Repeat the listing in full, preserving every character.

_Supplied material_:

..............................

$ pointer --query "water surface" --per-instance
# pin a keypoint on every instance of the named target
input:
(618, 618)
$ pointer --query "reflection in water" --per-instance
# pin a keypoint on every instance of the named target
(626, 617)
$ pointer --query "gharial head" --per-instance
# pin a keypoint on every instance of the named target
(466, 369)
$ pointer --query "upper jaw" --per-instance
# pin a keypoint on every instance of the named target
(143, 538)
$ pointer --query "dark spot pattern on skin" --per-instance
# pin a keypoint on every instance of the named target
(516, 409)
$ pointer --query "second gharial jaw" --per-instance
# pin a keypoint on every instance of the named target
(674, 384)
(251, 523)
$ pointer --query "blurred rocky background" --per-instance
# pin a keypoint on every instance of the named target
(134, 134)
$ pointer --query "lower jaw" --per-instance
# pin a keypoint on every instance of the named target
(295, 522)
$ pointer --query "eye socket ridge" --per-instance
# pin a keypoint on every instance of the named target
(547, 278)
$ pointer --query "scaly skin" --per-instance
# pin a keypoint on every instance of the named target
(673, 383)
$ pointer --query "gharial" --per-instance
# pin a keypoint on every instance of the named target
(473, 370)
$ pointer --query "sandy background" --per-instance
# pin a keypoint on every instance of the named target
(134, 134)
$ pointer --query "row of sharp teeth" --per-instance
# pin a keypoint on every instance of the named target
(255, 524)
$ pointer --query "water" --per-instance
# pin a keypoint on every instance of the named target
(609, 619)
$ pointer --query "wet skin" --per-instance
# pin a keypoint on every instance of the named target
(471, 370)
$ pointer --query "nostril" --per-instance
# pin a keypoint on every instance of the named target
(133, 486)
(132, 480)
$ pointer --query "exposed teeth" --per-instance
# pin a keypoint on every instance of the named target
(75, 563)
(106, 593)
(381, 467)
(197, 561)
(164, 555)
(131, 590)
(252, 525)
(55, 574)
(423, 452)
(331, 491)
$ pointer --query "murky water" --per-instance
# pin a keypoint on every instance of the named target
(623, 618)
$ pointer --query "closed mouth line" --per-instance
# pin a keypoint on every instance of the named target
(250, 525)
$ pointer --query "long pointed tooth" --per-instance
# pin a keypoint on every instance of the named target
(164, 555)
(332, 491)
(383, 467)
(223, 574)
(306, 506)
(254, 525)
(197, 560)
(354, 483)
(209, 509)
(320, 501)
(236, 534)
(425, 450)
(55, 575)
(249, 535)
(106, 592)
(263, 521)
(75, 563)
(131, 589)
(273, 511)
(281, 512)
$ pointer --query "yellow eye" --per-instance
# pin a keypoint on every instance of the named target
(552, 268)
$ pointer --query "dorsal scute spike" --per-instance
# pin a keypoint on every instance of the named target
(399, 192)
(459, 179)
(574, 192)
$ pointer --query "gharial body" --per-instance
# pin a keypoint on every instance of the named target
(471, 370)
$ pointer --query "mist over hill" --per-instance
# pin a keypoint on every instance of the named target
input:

..............................

_Solution for this exercise_:
$ pointer --query "water surface" --per-instance
# pin a keypoint on every instance of the named target
input:
(618, 618)
$ pointer --query "reflection in water" --per-instance
# pin a keypoint on every instance of the named target
(626, 617)
$ pointer --query "gharial head" --per-instance
# pin a keypoint on every instance of the named target
(466, 369)
$ pointer --query "upper jaw" --per-instance
# pin a keypoint on every instance of the named target
(143, 538)
$ pointer --query "dark spot pattern on skin" --per-instance
# pin a keypoint on every instance of the named target
(516, 409)
$ pointer --query "second gharial jaw" --per-instance
# pin a keypoint on every instance of the named target
(674, 384)
(251, 523)
$ pointer --query "blurred rocky background" --per-instance
# pin a keypoint on every instance of the named target
(134, 134)
$ pointer --query "lower jaw" --per-instance
# pin a keypoint on every instance of the named target
(295, 522)
$ pointer --query "eye socket ridge" --per-instance
# pin a keypoint on every instance of the named target
(547, 278)
$ pointer --query "scaly skin" --per-instance
# pin a keypoint on every instance of the named target
(673, 383)
$ pointer --query "gharial" --per-instance
# pin a keypoint on every instance of the named target
(473, 370)
$ pointer --query "sandy background" --per-instance
# pin a keypoint on every instance of the named target
(134, 134)
$ pointer --query "row of sharp teeth" --per-instance
# pin a keypoint on every instance of the named target
(255, 524)
$ pointer --query "water" --per-instance
# pin a keypoint on every instance of the named target
(609, 619)
$ pointer --query "wet skin" --per-instance
# pin a keypoint on every instance of the named target
(471, 370)
$ pointer --query "nostril" --per-instance
# pin a keypoint on every instance of the named target
(133, 486)
(132, 480)
$ pointer --query "exposed teeth" --per-instance
# pin a keypoint on every instance of the named target
(75, 563)
(106, 593)
(381, 467)
(197, 561)
(164, 555)
(131, 590)
(252, 525)
(55, 574)
(423, 452)
(331, 491)
$ pointer --query "murky water" --per-instance
# pin a keypoint on every instance of the named target
(623, 618)
$ pointer --query "closed mouth line" --per-instance
# pin a keypoint on every instance of the named target
(250, 525)
$ pointer --query "long pointed tooth" --per-instance
# pin a keypoint on every instance of the named target
(164, 555)
(332, 491)
(383, 467)
(223, 574)
(306, 506)
(254, 525)
(197, 560)
(354, 483)
(209, 509)
(320, 501)
(236, 534)
(425, 450)
(55, 575)
(249, 535)
(106, 592)
(263, 521)
(75, 563)
(131, 589)
(273, 511)
(281, 512)
$ pointer --query "yellow eye" --per-instance
# pin a keypoint on every instance of the named target
(552, 268)
$ pointer --query "dorsal scute spike" --per-instance
# pin a keypoint on every instance of the named target
(399, 192)
(459, 179)
(574, 192)
$ pointer --query "gharial body" --per-instance
# pin a keypoint on every instance of the named target
(471, 370)
$ pointer --query "mist over hill" --per-instance
# pin a keypoint on every instance of the named target
input:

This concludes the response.